§ Problem a: In the listing, rewrite the stretch from the line containing "Outline every instance of the red" through the line containing "M 104 74 L 114", replacing "billboard" with "signboard" and leaving everything else unchanged.

In Sunday’s Gospel from Mark 10 Jesus loves a rich man who sincerely wants to live in the promised Kingdom of God. When Jesus invites him to sell everything he has and give to the poor, the man balks. Jesus responds by doubling down to proclaim that it is hard for someone who is rich to enter the Kingdom of God (in fact, it would be easier for a camel to pass through the eye of a needle than for a rich person to enter eternal life!). Certainly, Jesus speaks in hyperbole at times, but the lesson cannot be more clear: wealth is a stumbling block to faithfulness. The Roman Catholic Church has rightly spoken of God’s preferential option for the poor. The first will be last, and the last will be first, after all (Mark 10:31).

So how do we understand our relationship with wealth, and discern a faithful way forward in a society governed by flawed economic and social schemes?

1

Acknowledge the problem with money. Wealth is not benign. Scripture is clear about the corrupting influence of wealth, and the abuses of the wealthy against the poor. Let us take this warning seriously.

 

2

Seek justice. The LORD speaks to us through the prophet Amos: “Hate evil, love good, and establish justice at the city gate.” We should hesitate to assess the structures at work in society and ensure that our shared systems serve the common good.

 

3

Give to the poor. Jesus invites the rich man not just to divest of his wealth, but to give his wealth to the poor. Jesus calls the rich man – and each of us – to participate in the reversals of God’s Kingdom, including the reversals of wealth and power.

§ Source records:
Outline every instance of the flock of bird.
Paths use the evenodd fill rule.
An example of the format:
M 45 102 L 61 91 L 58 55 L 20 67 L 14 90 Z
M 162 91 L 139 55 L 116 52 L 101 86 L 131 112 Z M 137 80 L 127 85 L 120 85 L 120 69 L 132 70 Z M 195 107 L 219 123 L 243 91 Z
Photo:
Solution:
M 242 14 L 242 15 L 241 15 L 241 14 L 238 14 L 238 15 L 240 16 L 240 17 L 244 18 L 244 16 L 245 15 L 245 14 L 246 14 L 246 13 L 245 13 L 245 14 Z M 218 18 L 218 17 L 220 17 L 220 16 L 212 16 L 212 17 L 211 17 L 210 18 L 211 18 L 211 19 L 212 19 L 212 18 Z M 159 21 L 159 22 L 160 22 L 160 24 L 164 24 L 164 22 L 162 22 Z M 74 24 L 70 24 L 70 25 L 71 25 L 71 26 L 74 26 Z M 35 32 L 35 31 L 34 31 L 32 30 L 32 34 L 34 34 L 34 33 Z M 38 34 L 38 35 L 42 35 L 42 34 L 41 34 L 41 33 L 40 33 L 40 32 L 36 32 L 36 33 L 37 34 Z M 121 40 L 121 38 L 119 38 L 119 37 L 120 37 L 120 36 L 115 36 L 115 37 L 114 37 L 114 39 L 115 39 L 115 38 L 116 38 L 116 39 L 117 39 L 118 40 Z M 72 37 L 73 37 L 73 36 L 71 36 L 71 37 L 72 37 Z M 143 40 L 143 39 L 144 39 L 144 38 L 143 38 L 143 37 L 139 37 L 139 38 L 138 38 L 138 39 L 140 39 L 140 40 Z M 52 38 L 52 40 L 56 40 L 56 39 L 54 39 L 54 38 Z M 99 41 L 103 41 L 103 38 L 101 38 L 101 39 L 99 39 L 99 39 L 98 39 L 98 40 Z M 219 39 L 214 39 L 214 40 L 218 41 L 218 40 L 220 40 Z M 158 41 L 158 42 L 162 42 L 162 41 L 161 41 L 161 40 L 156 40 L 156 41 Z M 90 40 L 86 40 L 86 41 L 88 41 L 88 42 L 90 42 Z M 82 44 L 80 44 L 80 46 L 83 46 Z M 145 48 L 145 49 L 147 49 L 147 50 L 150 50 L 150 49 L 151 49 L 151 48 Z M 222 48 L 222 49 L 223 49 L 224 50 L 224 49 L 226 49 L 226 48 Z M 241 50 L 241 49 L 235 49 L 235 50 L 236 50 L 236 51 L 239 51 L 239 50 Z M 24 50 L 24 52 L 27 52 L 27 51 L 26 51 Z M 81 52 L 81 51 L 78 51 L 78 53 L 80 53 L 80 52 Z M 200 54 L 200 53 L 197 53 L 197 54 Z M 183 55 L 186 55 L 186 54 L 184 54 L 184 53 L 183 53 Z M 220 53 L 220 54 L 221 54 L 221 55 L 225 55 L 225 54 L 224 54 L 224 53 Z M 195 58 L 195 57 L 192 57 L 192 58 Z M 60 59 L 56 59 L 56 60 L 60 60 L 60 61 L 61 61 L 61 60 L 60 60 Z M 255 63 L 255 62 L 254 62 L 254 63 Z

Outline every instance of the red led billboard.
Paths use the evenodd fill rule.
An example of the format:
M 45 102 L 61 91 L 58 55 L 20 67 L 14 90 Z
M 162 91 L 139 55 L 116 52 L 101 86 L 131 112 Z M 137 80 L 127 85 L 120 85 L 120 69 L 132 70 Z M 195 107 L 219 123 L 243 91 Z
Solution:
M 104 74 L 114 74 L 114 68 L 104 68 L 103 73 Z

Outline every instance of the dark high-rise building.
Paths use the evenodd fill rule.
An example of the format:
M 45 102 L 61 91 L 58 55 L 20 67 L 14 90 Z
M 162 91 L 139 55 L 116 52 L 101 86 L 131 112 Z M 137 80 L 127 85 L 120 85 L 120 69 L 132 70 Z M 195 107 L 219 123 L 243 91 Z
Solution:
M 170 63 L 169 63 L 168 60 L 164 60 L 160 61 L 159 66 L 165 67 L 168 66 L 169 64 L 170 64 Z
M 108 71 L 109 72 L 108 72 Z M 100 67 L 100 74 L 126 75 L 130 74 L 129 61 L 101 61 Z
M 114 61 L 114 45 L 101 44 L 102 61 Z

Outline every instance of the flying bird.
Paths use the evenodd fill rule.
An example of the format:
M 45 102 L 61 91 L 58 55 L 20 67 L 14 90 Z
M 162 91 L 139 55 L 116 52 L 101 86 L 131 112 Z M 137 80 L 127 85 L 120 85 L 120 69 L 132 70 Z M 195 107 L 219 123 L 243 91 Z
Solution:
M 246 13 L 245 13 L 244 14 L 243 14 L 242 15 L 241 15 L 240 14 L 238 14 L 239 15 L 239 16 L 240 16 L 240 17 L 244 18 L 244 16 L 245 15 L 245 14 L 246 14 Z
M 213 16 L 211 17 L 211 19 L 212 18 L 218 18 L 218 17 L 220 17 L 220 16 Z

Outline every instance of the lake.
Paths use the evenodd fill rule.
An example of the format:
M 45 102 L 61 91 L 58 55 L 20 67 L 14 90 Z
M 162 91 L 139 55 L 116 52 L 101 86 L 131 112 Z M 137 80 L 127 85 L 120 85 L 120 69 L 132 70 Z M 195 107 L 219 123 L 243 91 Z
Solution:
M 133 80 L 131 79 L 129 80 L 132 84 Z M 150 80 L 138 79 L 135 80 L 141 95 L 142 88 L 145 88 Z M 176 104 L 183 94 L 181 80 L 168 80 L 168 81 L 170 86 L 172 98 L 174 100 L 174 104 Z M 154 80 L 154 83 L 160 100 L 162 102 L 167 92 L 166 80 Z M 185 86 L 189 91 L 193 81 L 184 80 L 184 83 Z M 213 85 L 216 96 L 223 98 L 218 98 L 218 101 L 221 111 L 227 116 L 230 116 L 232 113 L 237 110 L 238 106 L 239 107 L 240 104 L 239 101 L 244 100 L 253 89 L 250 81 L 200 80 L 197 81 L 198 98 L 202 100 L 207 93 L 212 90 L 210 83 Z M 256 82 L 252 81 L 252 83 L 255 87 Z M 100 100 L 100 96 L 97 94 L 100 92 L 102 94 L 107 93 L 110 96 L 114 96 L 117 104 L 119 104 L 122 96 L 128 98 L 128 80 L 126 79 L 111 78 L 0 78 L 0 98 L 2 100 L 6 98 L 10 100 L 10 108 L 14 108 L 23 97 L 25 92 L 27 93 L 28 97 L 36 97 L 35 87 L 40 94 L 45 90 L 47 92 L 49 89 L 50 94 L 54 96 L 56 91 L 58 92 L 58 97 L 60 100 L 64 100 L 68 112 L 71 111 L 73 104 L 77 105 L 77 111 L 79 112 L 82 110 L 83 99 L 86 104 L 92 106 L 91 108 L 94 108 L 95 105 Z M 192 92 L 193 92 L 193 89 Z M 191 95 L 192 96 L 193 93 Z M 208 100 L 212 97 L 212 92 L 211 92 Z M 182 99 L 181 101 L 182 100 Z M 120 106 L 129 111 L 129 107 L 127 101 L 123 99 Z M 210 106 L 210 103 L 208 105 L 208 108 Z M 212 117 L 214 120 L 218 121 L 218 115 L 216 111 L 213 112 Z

§ Problem b: From the reflection on wealth and faithfulness, copy the stretch from "Acknowledge the problem" through "wealth and power." word for word.

§ Exercise solution a:
Outline every instance of the red led signboard.
Paths use the evenodd fill rule.
An example of the format:
M 45 102 L 61 91 L 58 55 L 20 67 L 14 90 Z
M 162 91 L 139 55 L 116 52 L 101 86 L 131 112 Z M 137 80 L 127 85 L 120 85 L 120 69 L 132 70 Z M 195 107 L 219 123 L 243 91 Z
Solution:
M 104 74 L 114 74 L 114 68 L 104 68 L 103 73 Z

§ Exercise solution b:
Acknowledge the problem with money. Wealth is not benign. Scripture is clear about the corrupting influence of wealth, and the abuses of the wealthy against the poor. Let us take this warning seriously.

 

2

Seek justice. The LORD speaks to us through the prophet Amos: “Hate evil, love good, and establish justice at the city gate.” We should hesitate to assess the structures at work in society and ensure that our shared systems serve the common good.

 

3

Give to the poor. Jesus invites the rich man not just to divest of his wealth, but to give his wealth to the poor. Jesus calls the rich man – and each of us – to participate in the reversals of God’s Kingdom, including the reversals of wealth and power.